• **Task to carry out**: Format the lines below as a numbered list, leaving out any blank lines.

• • • • •

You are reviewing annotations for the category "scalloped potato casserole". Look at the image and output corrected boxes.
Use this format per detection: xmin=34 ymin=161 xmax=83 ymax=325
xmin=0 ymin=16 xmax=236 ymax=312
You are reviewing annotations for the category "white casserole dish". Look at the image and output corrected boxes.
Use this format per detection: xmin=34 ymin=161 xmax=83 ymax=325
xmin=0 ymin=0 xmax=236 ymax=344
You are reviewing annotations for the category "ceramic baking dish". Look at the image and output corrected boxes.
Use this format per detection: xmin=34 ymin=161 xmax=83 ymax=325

• • • • •

• **The response**:
1. You are reviewing annotations for the category "scalloped potato casserole". Look at the image and output corrected boxes.
2. Use this format per detection: xmin=34 ymin=161 xmax=83 ymax=325
3. xmin=0 ymin=16 xmax=236 ymax=312
4. You are reviewing annotations for the category "white casserole dish". Look at the image and output corrected boxes.
5. Use this format per detection: xmin=34 ymin=161 xmax=83 ymax=325
6. xmin=0 ymin=0 xmax=236 ymax=344
7. You are reviewing annotations for the category "ceramic baking dish". Look at the image and output corrected boxes.
8. Use this format per detection: xmin=34 ymin=161 xmax=83 ymax=325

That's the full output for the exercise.